:: Data for this task ::

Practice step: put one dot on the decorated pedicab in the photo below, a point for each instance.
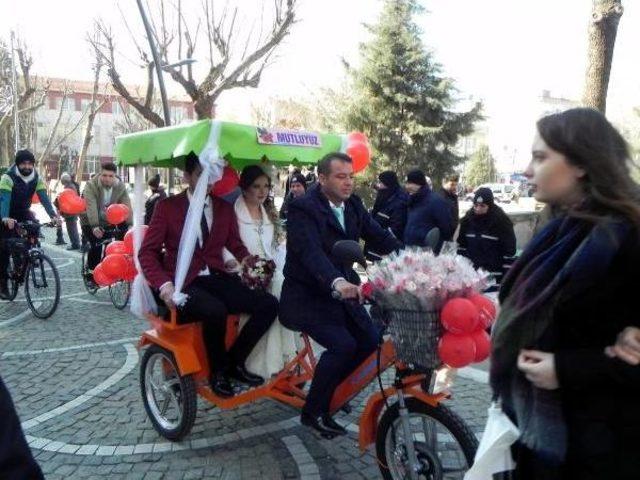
(174, 368)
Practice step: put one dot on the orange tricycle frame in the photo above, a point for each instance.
(185, 342)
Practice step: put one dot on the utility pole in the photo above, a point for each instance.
(16, 125)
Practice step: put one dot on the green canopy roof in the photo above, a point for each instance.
(238, 144)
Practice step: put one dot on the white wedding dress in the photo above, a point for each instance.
(278, 345)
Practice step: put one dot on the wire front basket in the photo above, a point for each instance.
(415, 336)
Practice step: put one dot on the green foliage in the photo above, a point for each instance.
(481, 168)
(402, 101)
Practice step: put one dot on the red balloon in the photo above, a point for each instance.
(100, 277)
(360, 155)
(460, 316)
(115, 265)
(357, 137)
(117, 213)
(486, 309)
(227, 183)
(116, 247)
(76, 206)
(483, 345)
(128, 239)
(131, 271)
(70, 203)
(457, 351)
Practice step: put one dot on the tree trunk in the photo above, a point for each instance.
(603, 28)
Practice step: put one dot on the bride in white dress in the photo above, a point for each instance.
(260, 232)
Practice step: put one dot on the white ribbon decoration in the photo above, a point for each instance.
(142, 300)
(212, 167)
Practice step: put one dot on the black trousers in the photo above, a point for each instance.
(211, 299)
(347, 346)
(16, 460)
(94, 257)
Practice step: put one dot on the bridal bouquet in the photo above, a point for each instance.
(416, 279)
(256, 272)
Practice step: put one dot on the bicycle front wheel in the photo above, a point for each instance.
(444, 444)
(42, 286)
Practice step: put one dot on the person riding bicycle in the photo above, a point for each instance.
(100, 192)
(17, 188)
(313, 278)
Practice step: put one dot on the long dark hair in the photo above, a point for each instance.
(249, 175)
(590, 142)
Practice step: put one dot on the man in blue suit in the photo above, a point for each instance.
(329, 212)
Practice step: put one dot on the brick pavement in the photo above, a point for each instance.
(75, 381)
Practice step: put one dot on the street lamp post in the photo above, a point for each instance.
(16, 126)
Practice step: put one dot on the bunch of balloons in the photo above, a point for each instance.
(359, 151)
(118, 264)
(70, 203)
(466, 321)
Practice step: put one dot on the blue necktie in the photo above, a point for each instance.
(339, 213)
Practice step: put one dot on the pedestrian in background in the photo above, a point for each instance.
(426, 211)
(389, 210)
(297, 188)
(564, 302)
(449, 192)
(486, 235)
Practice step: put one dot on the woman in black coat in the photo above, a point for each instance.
(486, 235)
(389, 210)
(563, 303)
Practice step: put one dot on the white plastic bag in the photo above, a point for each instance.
(494, 451)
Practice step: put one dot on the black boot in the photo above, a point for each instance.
(331, 424)
(220, 385)
(315, 424)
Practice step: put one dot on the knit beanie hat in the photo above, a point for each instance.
(483, 195)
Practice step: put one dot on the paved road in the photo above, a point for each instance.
(74, 379)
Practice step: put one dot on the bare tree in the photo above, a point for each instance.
(603, 29)
(233, 62)
(31, 96)
(92, 111)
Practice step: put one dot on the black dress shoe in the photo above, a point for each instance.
(220, 385)
(331, 424)
(314, 423)
(242, 375)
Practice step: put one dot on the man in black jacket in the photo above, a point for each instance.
(450, 193)
(326, 214)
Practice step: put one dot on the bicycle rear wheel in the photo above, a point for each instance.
(42, 286)
(444, 444)
(87, 275)
(119, 293)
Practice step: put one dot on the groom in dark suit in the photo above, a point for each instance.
(329, 212)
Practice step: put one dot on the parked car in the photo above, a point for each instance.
(502, 192)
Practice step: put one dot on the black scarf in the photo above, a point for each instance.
(568, 256)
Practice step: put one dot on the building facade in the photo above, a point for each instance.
(115, 117)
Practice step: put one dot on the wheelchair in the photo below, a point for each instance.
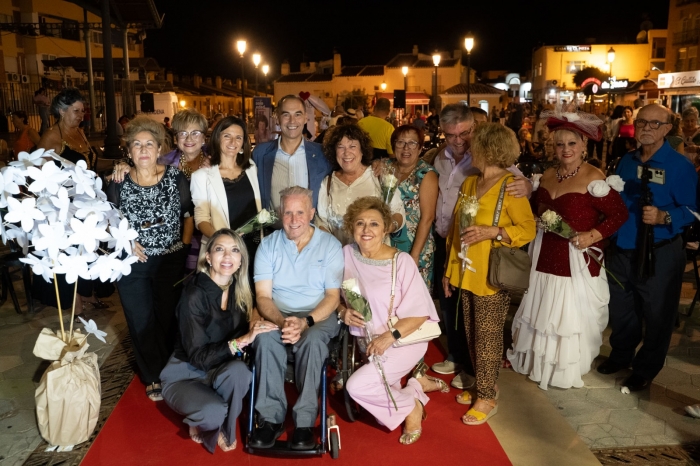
(341, 357)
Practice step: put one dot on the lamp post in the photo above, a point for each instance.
(266, 69)
(611, 58)
(240, 45)
(436, 62)
(256, 62)
(469, 45)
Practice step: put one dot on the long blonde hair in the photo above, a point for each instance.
(243, 294)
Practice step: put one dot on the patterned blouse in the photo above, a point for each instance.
(155, 212)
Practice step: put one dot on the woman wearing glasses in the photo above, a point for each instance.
(418, 188)
(227, 194)
(349, 151)
(155, 199)
(189, 155)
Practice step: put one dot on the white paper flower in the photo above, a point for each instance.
(83, 179)
(73, 266)
(24, 212)
(52, 239)
(91, 327)
(39, 266)
(598, 188)
(50, 177)
(35, 159)
(536, 181)
(123, 236)
(615, 182)
(87, 234)
(264, 216)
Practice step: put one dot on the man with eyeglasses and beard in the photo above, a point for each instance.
(454, 164)
(645, 310)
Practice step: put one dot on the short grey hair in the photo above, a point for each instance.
(296, 191)
(452, 114)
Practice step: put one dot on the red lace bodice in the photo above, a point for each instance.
(582, 212)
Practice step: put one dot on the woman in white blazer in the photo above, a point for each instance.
(227, 194)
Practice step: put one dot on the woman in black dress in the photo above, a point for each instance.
(205, 380)
(156, 201)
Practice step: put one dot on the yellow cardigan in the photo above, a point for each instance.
(516, 219)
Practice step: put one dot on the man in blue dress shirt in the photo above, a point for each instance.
(298, 273)
(644, 311)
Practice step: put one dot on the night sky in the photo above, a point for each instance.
(200, 37)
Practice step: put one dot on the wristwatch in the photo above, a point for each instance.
(499, 236)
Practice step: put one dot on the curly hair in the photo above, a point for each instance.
(363, 204)
(405, 129)
(496, 144)
(243, 294)
(141, 124)
(214, 147)
(352, 132)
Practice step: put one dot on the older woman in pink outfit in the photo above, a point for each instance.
(370, 262)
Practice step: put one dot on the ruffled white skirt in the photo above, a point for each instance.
(557, 331)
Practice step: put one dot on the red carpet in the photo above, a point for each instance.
(142, 432)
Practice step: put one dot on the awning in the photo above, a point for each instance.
(412, 98)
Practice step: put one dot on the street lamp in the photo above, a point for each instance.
(256, 62)
(436, 62)
(240, 45)
(469, 45)
(611, 58)
(266, 69)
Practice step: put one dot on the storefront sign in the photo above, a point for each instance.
(682, 79)
(613, 83)
(572, 48)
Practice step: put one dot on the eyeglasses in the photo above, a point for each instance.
(147, 224)
(654, 124)
(411, 144)
(193, 134)
(464, 135)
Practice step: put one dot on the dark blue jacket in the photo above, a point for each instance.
(264, 157)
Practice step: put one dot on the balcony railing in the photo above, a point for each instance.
(690, 36)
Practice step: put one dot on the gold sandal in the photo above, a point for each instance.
(479, 416)
(407, 438)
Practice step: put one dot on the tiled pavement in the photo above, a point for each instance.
(602, 416)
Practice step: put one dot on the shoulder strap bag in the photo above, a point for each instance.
(426, 332)
(509, 268)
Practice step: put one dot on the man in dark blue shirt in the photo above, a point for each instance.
(645, 309)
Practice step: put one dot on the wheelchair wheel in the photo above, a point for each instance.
(350, 359)
(335, 444)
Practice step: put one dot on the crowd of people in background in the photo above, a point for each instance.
(188, 184)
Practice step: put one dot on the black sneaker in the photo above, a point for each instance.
(265, 435)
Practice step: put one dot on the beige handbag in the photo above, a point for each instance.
(509, 268)
(425, 332)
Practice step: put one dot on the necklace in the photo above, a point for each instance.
(561, 178)
(184, 165)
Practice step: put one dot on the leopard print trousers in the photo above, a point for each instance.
(484, 317)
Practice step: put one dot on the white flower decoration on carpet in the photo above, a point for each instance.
(35, 159)
(598, 188)
(51, 238)
(91, 327)
(123, 236)
(24, 212)
(87, 234)
(615, 182)
(49, 178)
(39, 266)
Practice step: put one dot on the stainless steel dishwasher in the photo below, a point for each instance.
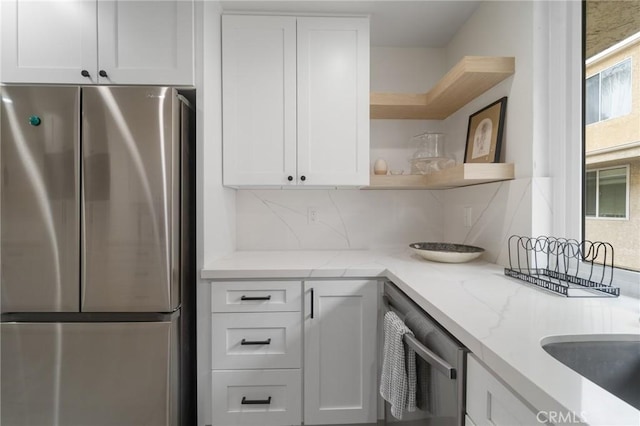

:::

What you need to do: Output all the entries exactly, minus any pictures.

The completed task:
Practice step: put one dot on the decorated pedicab in the photo below, a point for each instance.
(174, 368)
Practice step: put one dot on the orange tricycle frame in the photo above, a point for each instance.
(185, 342)
Practice step: put one dot on the utility pole in the photo above, a point for each instance.
(16, 125)
Practice step: put one dot on the green canopy roof in the photo above, a point for each instance.
(238, 144)
Practice step: put one dot on the white wedding dress in the photo above, a point for each instance.
(278, 345)
Practice step: put one dot on the wire front basket in the photo above, a point for each instance.
(415, 336)
Practice step: put one dot on the green foliage in the photo above, a point for each instance.
(481, 168)
(402, 101)
Practice step: put one dot on the red balloon in the photo above, a point for each instance.
(100, 277)
(360, 155)
(460, 316)
(115, 265)
(357, 137)
(117, 213)
(486, 309)
(227, 183)
(116, 247)
(76, 206)
(483, 345)
(128, 239)
(131, 271)
(70, 203)
(457, 351)
Practice step: put one dot on the tree trunk in the photo above, a point for each instance.
(603, 28)
Practice step: put one dot on the bride in white dress in the photo above, a point for each instance.
(260, 232)
Practice step: put one dot on the white ribbon decoration in the photo above, a point for each instance.
(142, 300)
(212, 167)
Practice step: put one dot on the black trousers in the photo above, a point for each instance.
(211, 299)
(347, 346)
(16, 460)
(94, 257)
Practice step: put one dot on the bridal bouquet in the photo above, a point for each instance.
(416, 279)
(256, 272)
Practice step: put one dot on the bicycle front wheel in the photo above, a point for each instance.
(444, 444)
(42, 286)
Practice step: put one dot on the person riding bicycle in the photo above, a point for each instance.
(100, 192)
(17, 188)
(313, 278)
Practice step: put one dot on the long dark hair in the photo above, a point for each instance.
(249, 175)
(590, 142)
Practice step: put one dot on the man in blue suit in the photo above, a point for each instance.
(329, 212)
Practice step: put one dot on the brick pavement in the photo above, a point for each instance.
(75, 381)
Practice step: put one dot on the street lamp post in the photo above, a point for each instance.
(16, 126)
Practice step: put one dot on the bunch of balloons in the photo above, a point for each instance.
(359, 151)
(118, 264)
(70, 203)
(466, 321)
Practice step: put one dot on the blue necktie in the photo above, a point for each instance.
(339, 213)
Practice step: put one dot on the pedestrian in background in the photo above, a point for each instance.
(426, 211)
(389, 210)
(297, 188)
(564, 302)
(449, 192)
(486, 235)
Practice step: put one dot on the woman in black coat in the photo above, a point for each instance.
(486, 235)
(389, 210)
(563, 303)
Practice step: put one dot on the white plastic bag in the photo above, a point for each instance.
(494, 451)
Practice step: put one dot on the black boot in the photo above, a point for each instance.
(331, 424)
(220, 385)
(315, 424)
Practice step: put one dot on the knit beanie hat in the photo above, a point for each instance.
(483, 195)
Practice step: put one dot on the paved road in the photo above, a point for each instance.
(74, 379)
Practice step: put one dot on the bare tree in the photo above, a point for each instance.
(603, 29)
(233, 62)
(31, 96)
(92, 111)
Practice step: put one dot on the black dress shoe in the photo above, a point for each instance.
(220, 385)
(331, 424)
(314, 423)
(242, 375)
Practice step: put one dot on the man in black jacket in the photo above, a point for each instance.
(450, 193)
(326, 214)
Practice step: put one dot on the bicycle rear wheel in the photo above, a point for each instance.
(42, 286)
(444, 444)
(87, 275)
(119, 293)
Practice step: put one dot on the groom in dark suit in the photo above, a point for each instance.
(329, 212)
Practice step: put one dot on the parked car in the photo above, a point for each instance.
(502, 192)
Practice step: put one dot on the black scarf in the photo above, a point for each instance.
(568, 256)
Practice step: put one dot on the building facade in the photo above, a point for each instance.
(115, 117)
Practice step: put one dot on the wheelchair in the photo below, a point for each instance.
(341, 357)
Practice step: put one dot on the lamp post in the photo above, a point for each instance.
(266, 69)
(611, 58)
(240, 45)
(436, 62)
(256, 62)
(469, 45)
Practice step: put one dot on the long blonde hair in the photo above, a point for each instance.
(243, 294)
Practice step: put one dot on the patterned blouse in the photo above, a point for each instance.
(155, 212)
Practice step: put one dot on the woman wearing glasses in the photo above, a point for each instance.
(418, 188)
(227, 194)
(349, 151)
(155, 199)
(189, 155)
Practice step: put one dot on the white paper flower in the photo above, a point for each instance.
(83, 179)
(73, 266)
(24, 212)
(52, 239)
(91, 327)
(39, 266)
(598, 188)
(50, 177)
(35, 159)
(536, 181)
(123, 236)
(615, 182)
(87, 234)
(264, 216)
Practice step: put one dot on the man with eyeglasses and beard in the photo above, a point for each instance.
(454, 164)
(645, 310)
Practice step: put one dot on the short grey hair in the photo above, a point for each instance.
(296, 191)
(452, 114)
Practice step: put one dot on the red lace bodice in the photo above, a point for each instance.
(582, 212)
Practice step: put one dot on the woman in white blazer in the photo above, a point for each instance.
(227, 194)
Practice step: put one dot on the woman in black dress in the photo above, a point for each instance.
(205, 380)
(156, 201)
Practice step: put one dot on the yellow cardigan in the photo above, a point for each instance.
(516, 219)
Practice step: put one dot on the man in blue dress shirt in the photo above, a point for each instance.
(298, 273)
(644, 311)
Practice step: put one dot on the night sky in the photo above, a point for each instance.
(200, 37)
Practice step: put one dot on the wristwatch in the photo above, a point for each instance.
(499, 236)
Practice step: put one dot on the curly hair in the photo above, a point for each instance.
(363, 204)
(405, 129)
(496, 144)
(243, 294)
(141, 124)
(214, 147)
(352, 132)
Practice step: put one dot on the older woman in pink outfit in the photo above, a point for each instance.
(370, 262)
Practice step: put one dot on the ruffled white skirt in the photo above, a point for each instance.
(557, 331)
Practice step: put one dot on the red carpet in the photo above, a point for each instance.
(142, 432)
Practice step: put one dot on the awning in the photo above, a point for each instance.
(412, 98)
Practice step: put one dot on the street lamp in the photo above, a point for each instance.
(256, 62)
(436, 62)
(240, 45)
(469, 45)
(611, 58)
(266, 69)
Practice step: put one dot on the storefront sign in the photo above, a point for each instance.
(682, 79)
(613, 83)
(572, 48)
Practice step: put one dot on the eyeglasses in the photo above, a point for each instance.
(147, 224)
(654, 124)
(411, 144)
(193, 134)
(464, 135)
Practice step: put one dot on the dark blue jacket in the photo above, a point for each instance.
(264, 157)
Practice step: put one dot on the balcony railing in the photo above, a point for each instance.
(690, 36)
Practice step: put one dot on the gold sandal in the photo above, a point for each instance.
(479, 416)
(407, 438)
Practice step: put one dot on the tiled pavement in the photo above, a point for each instance.
(602, 416)
Practice step: put one dot on the shoulder strap bag in the photo above, a point for each instance.
(426, 332)
(509, 268)
Practice step: put one dot on the man in dark blue shirt in the photo above, a point for each instance.
(645, 309)
Practice step: put one dot on the wheelchair wheel in the photo above, a point for each instance.
(350, 359)
(335, 444)
Practice step: put one dot on the crowd of people in background in the photo above, a point for each instance.
(188, 184)
Practice step: put one dot on the black sneaker in the photo above, a point for each instance.
(265, 435)
Practice step: put one dot on the beige handbag in the photo above, a point for each instance.
(509, 268)
(425, 332)
Practice step: put one dot on the necklace in the photo above, a point for each instance.
(561, 178)
(184, 165)
Practice step: put one dot on the leopard print trousers in the photo above, a point for each instance.
(484, 317)
Practice step: put one dot on the white flower decoration on carpet in the photo above, a point for each instance.
(35, 159)
(598, 188)
(51, 238)
(91, 327)
(123, 236)
(24, 212)
(87, 234)
(615, 182)
(49, 178)
(39, 266)
Practice step: put one dot on the stainless steel dishwasher in the photo below, a point for each instance.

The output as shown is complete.